#### Prompt:
Which lines come from the start of the records through the line that holds "381, row 375."? Write them out word for word.

#### Dataset content:
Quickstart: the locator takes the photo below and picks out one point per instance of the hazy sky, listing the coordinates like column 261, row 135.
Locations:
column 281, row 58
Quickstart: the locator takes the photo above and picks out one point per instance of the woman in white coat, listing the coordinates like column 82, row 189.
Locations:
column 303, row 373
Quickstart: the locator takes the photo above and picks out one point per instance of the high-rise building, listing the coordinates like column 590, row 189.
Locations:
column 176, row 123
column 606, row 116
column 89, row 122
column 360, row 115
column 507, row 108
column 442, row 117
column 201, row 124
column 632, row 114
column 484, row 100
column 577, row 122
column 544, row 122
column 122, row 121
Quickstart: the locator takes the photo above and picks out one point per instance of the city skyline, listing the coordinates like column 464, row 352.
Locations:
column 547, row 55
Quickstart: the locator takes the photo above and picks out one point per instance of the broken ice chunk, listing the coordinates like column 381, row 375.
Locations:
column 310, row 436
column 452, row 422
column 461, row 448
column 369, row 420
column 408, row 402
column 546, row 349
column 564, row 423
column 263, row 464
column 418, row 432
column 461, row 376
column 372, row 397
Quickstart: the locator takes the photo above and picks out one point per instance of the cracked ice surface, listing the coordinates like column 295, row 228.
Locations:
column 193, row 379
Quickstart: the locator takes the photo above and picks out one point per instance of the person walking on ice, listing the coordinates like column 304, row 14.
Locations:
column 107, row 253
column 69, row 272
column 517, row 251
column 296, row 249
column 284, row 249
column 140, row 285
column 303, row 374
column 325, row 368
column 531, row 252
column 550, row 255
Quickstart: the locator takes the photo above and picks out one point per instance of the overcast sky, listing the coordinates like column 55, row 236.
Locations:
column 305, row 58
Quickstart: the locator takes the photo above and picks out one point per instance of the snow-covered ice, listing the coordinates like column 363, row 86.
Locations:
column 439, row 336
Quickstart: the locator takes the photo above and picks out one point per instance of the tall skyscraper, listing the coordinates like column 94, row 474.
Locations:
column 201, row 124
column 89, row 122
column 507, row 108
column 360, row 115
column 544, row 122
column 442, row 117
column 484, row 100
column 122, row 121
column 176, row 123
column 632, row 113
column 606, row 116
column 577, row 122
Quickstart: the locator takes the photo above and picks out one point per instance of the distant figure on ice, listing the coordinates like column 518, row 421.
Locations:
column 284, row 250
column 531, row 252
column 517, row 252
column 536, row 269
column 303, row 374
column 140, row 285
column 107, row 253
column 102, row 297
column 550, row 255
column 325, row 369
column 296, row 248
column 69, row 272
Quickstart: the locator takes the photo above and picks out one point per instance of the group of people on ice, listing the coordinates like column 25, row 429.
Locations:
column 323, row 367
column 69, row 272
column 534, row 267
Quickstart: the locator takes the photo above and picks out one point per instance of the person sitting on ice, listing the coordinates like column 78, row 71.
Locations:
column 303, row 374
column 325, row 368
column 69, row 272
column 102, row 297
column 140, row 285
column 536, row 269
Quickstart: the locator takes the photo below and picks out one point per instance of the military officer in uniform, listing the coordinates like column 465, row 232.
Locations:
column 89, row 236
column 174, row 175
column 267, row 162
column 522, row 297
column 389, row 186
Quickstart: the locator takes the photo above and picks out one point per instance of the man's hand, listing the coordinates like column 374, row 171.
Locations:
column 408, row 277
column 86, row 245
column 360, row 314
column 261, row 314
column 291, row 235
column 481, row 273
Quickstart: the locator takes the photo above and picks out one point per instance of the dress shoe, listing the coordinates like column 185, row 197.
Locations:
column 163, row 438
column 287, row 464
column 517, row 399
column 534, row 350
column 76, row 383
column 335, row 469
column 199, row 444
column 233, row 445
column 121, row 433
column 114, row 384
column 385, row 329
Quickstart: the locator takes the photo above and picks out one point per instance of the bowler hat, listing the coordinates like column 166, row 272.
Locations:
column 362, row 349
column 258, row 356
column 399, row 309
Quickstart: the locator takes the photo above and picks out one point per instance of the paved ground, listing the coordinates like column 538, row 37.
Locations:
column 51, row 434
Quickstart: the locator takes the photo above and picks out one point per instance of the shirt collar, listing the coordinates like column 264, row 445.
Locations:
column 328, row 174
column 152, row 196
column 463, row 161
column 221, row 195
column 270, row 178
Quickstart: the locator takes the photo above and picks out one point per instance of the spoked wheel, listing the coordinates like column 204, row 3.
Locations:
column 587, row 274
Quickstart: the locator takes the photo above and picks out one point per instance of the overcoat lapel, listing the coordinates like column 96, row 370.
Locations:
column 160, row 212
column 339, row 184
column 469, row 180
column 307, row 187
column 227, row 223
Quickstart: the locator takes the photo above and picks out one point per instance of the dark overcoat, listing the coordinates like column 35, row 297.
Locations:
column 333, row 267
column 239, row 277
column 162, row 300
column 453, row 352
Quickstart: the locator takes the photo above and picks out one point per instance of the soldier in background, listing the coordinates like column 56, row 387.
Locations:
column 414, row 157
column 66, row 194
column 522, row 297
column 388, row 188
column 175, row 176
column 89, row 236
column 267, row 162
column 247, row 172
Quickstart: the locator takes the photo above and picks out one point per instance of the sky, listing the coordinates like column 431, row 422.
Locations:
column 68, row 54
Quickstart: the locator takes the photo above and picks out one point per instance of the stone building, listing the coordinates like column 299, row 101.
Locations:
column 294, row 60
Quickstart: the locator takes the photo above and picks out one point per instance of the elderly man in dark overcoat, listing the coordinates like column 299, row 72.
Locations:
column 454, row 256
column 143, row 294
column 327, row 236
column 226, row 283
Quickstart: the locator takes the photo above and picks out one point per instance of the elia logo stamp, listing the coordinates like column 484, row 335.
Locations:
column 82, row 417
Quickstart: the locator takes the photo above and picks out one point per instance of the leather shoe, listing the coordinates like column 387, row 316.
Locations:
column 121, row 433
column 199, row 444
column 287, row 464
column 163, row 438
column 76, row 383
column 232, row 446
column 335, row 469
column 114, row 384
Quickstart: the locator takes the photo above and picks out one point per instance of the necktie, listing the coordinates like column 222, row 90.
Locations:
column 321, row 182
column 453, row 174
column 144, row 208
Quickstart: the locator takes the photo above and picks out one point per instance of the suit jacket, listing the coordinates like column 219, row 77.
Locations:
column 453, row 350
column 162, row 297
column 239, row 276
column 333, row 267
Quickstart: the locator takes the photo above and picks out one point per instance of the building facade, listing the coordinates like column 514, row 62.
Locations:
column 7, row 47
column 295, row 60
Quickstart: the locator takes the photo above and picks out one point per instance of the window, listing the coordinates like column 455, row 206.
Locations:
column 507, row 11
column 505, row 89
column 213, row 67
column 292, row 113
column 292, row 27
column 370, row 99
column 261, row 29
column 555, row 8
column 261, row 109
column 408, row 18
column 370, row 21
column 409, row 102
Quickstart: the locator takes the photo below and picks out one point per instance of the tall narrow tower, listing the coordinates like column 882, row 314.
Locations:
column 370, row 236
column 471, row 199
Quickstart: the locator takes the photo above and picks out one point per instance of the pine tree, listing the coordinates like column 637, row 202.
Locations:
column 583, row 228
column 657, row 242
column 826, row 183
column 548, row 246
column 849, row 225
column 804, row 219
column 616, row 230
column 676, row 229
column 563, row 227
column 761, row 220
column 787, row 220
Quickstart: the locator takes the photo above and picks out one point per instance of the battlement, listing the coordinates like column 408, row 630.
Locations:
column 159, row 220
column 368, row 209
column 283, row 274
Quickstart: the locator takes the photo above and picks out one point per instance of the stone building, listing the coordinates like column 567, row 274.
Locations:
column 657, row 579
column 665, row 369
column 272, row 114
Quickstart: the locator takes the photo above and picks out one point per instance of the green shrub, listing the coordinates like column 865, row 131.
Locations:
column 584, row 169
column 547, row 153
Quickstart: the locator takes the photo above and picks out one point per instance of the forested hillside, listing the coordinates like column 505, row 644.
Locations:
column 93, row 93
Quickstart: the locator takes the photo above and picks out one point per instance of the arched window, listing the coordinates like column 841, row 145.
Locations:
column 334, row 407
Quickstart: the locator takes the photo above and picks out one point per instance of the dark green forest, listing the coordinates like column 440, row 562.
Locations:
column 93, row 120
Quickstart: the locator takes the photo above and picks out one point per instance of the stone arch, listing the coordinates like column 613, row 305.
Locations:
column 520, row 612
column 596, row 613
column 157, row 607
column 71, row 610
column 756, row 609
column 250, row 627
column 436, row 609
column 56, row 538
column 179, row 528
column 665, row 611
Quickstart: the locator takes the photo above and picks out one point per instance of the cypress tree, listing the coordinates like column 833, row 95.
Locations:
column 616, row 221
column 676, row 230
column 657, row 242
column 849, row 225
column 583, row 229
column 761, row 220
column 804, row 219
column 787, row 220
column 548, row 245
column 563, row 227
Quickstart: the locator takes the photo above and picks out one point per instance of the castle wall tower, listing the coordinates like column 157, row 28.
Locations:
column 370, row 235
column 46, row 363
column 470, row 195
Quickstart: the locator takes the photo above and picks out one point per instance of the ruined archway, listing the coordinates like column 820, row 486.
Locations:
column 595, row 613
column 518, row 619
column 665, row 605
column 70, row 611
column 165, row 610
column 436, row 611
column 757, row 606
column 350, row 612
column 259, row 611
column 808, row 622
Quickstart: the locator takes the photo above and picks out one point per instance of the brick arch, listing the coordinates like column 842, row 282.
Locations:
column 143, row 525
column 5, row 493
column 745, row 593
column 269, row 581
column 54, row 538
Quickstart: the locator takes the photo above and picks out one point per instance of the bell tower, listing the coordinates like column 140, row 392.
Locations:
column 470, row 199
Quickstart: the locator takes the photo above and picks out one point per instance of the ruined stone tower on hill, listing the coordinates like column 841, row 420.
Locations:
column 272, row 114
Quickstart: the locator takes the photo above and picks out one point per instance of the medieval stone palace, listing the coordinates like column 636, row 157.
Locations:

#### Problem solution:
Quickstart: the locator takes the photo below and picks out one point per instance of the hazy sky, listing the coordinates like column 261, row 135.
Locations:
column 281, row 58
Quickstart: the locator takes the photo above and picks out one point per instance of the woman in white coat, listing the coordinates like column 82, row 189.
Locations:
column 303, row 373
Quickstart: the locator takes the photo above and picks out one point per instance of the high-rise building, listing the coordinates like column 590, row 189.
Locations:
column 176, row 123
column 606, row 116
column 89, row 122
column 360, row 115
column 507, row 108
column 442, row 117
column 201, row 124
column 632, row 114
column 484, row 100
column 577, row 122
column 544, row 122
column 122, row 121
Quickstart: the locator takes the photo above and picks out one point per instance of the city skyline, listing the coordinates like column 464, row 352.
Locations:
column 547, row 55
Quickstart: the locator takes the photo above and picks out one point per instance of the broken ice chunk, listing the coordinates like column 381, row 375.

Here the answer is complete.